Rewrite the items from the start up to and including the line with "176], [568, 174]]", putting "labeling tool" in place of "segmenter" and keeping everything else the same. Leave the pictures out of your answer.

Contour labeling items
___

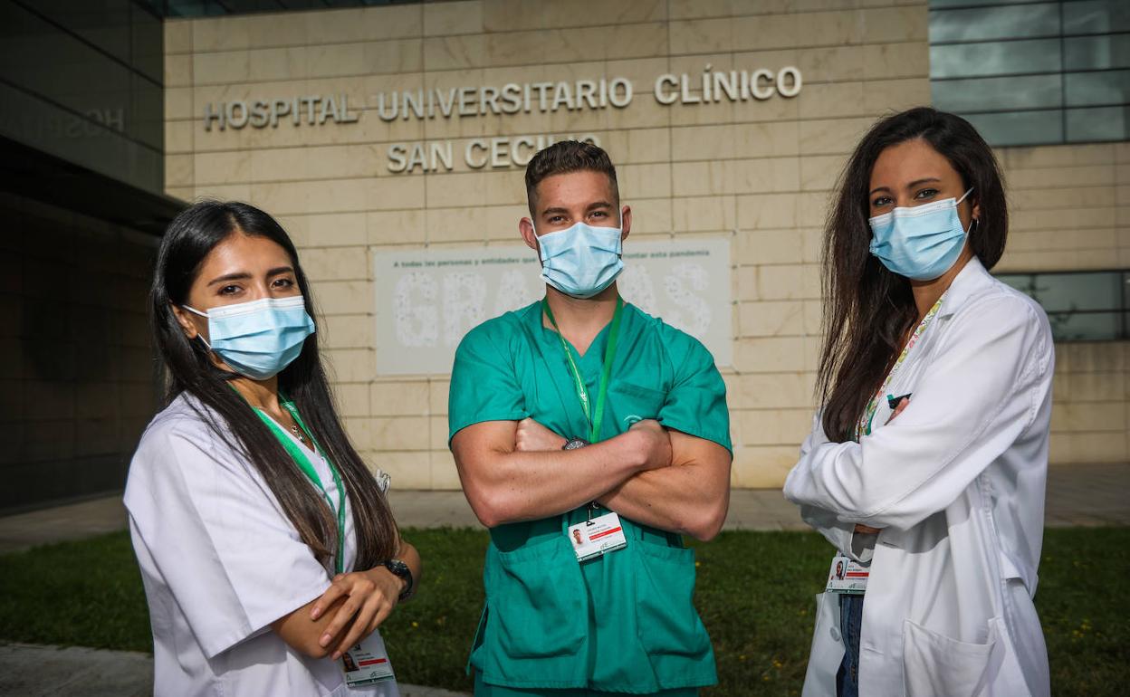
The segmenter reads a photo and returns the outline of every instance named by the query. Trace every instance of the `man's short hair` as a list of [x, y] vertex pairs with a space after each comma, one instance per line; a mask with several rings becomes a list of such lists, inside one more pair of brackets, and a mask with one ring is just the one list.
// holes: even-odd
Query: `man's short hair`
[[570, 172], [600, 172], [608, 175], [612, 186], [612, 203], [619, 206], [620, 190], [616, 184], [616, 167], [608, 158], [608, 153], [600, 146], [582, 140], [562, 140], [540, 150], [525, 166], [525, 199], [530, 204], [530, 215], [537, 216], [538, 184], [547, 176], [568, 174]]

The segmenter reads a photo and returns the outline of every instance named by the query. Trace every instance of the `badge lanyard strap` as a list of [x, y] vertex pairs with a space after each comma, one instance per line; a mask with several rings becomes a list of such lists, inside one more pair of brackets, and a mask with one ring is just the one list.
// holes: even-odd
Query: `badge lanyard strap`
[[895, 365], [890, 366], [890, 372], [887, 373], [887, 378], [883, 381], [883, 385], [879, 387], [879, 391], [876, 392], [875, 397], [871, 398], [871, 401], [867, 403], [863, 417], [859, 420], [859, 424], [855, 425], [857, 442], [863, 436], [871, 435], [871, 421], [875, 420], [875, 412], [879, 410], [879, 400], [883, 399], [883, 393], [890, 386], [898, 368], [902, 367], [903, 363], [906, 360], [906, 356], [911, 352], [911, 349], [914, 348], [914, 345], [918, 343], [919, 338], [922, 337], [922, 332], [925, 331], [930, 321], [933, 320], [933, 315], [938, 314], [938, 310], [940, 307], [941, 298], [938, 298], [938, 302], [933, 304], [930, 312], [925, 313], [925, 316], [922, 317], [921, 322], [919, 322], [918, 328], [914, 329], [914, 333], [911, 334], [910, 340], [906, 341], [906, 346], [903, 347], [903, 351], [898, 355], [898, 360], [895, 361]]
[[[597, 406], [596, 413], [590, 412], [589, 409], [589, 389], [584, 386], [584, 378], [581, 376], [581, 371], [576, 367], [576, 361], [573, 360], [573, 351], [570, 350], [568, 343], [565, 341], [565, 337], [562, 336], [560, 328], [557, 326], [557, 320], [554, 319], [554, 312], [549, 308], [549, 302], [545, 298], [541, 300], [541, 307], [546, 312], [546, 316], [549, 317], [549, 323], [554, 325], [554, 330], [557, 332], [557, 338], [562, 342], [562, 350], [565, 351], [565, 359], [568, 363], [570, 373], [573, 375], [573, 386], [576, 389], [577, 400], [581, 402], [581, 410], [584, 411], [584, 418], [589, 421], [589, 443], [596, 443], [600, 437], [600, 427], [605, 421], [605, 399], [608, 397], [608, 383], [612, 375], [612, 361], [616, 359], [616, 345], [620, 337], [620, 312], [624, 310], [624, 298], [617, 296], [616, 298], [616, 312], [612, 313], [612, 323], [608, 329], [608, 346], [605, 348], [605, 366], [600, 373], [600, 384], [597, 387]], [[592, 502], [585, 508], [589, 511], [589, 520], [592, 520], [593, 508], [598, 508], [597, 502]], [[562, 520], [562, 528], [568, 528], [568, 520]]]
[[565, 337], [562, 336], [562, 331], [557, 326], [557, 320], [554, 319], [554, 312], [549, 308], [549, 302], [542, 299], [541, 306], [546, 311], [546, 316], [549, 317], [549, 323], [554, 325], [554, 330], [557, 332], [557, 339], [562, 342], [562, 350], [565, 351], [565, 359], [568, 363], [570, 373], [573, 375], [573, 386], [576, 389], [576, 397], [581, 401], [581, 410], [584, 411], [584, 419], [589, 422], [589, 443], [596, 443], [600, 438], [600, 427], [605, 421], [605, 401], [608, 397], [608, 382], [612, 374], [612, 360], [616, 358], [616, 345], [619, 341], [620, 312], [624, 310], [624, 299], [620, 297], [616, 298], [616, 312], [612, 314], [612, 323], [608, 330], [608, 346], [605, 348], [605, 366], [600, 374], [600, 384], [597, 387], [594, 411], [590, 408], [589, 389], [584, 385], [584, 377], [581, 376], [581, 371], [576, 367], [576, 361], [573, 360], [573, 351], [570, 350], [568, 343], [565, 342]]
[[[310, 438], [310, 442], [314, 444], [314, 448], [322, 455], [322, 458], [325, 458], [325, 453], [322, 452], [322, 446], [318, 444], [318, 441], [314, 439], [314, 435], [310, 433], [310, 429], [306, 428], [302, 417], [298, 416], [298, 409], [295, 408], [294, 402], [284, 401], [281, 404], [288, 412], [290, 412], [290, 416], [294, 417], [294, 420], [302, 428], [303, 433], [305, 433]], [[259, 415], [259, 418], [263, 421], [263, 424], [267, 424], [267, 427], [271, 429], [271, 433], [275, 434], [275, 437], [282, 445], [282, 448], [286, 450], [290, 458], [295, 461], [295, 464], [298, 465], [298, 469], [302, 470], [306, 478], [310, 479], [310, 481], [322, 493], [322, 498], [325, 499], [325, 504], [330, 507], [330, 511], [333, 511], [333, 502], [330, 500], [330, 495], [325, 491], [325, 487], [322, 486], [322, 480], [318, 476], [318, 470], [314, 469], [314, 463], [310, 461], [310, 456], [303, 452], [302, 448], [295, 445], [294, 441], [286, 435], [286, 432], [284, 432], [282, 428], [275, 422], [275, 419], [267, 415], [267, 412], [254, 407], [252, 407], [252, 409], [254, 409], [255, 413]], [[325, 458], [325, 463], [330, 465], [330, 473], [333, 474], [333, 483], [338, 488], [338, 554], [333, 557], [333, 570], [336, 574], [340, 574], [345, 568], [346, 488], [341, 485], [341, 476], [338, 473], [338, 468], [330, 462], [329, 458]]]

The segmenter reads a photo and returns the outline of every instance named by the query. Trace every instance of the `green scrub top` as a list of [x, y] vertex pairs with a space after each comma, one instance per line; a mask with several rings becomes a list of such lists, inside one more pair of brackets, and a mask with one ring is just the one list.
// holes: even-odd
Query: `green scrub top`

___

• **WORKED ANSWER**
The labeling tool reads a photo and returns the outline of every instance named by the query. Trace every instance of the `man's short hair` as a list of [x, y] vertex pairs with a space after each comma, one instance per line; a mask with several rings becomes a list of such lists, inside one more pair of brackets, and a mask with one ring is just the one list.
// holes: even-odd
Query: `man's short hair`
[[570, 172], [600, 172], [608, 175], [612, 186], [612, 203], [619, 206], [620, 190], [616, 184], [616, 167], [608, 158], [608, 153], [600, 146], [582, 140], [562, 140], [540, 150], [525, 166], [525, 199], [530, 204], [530, 215], [537, 216], [538, 184], [547, 176], [568, 174]]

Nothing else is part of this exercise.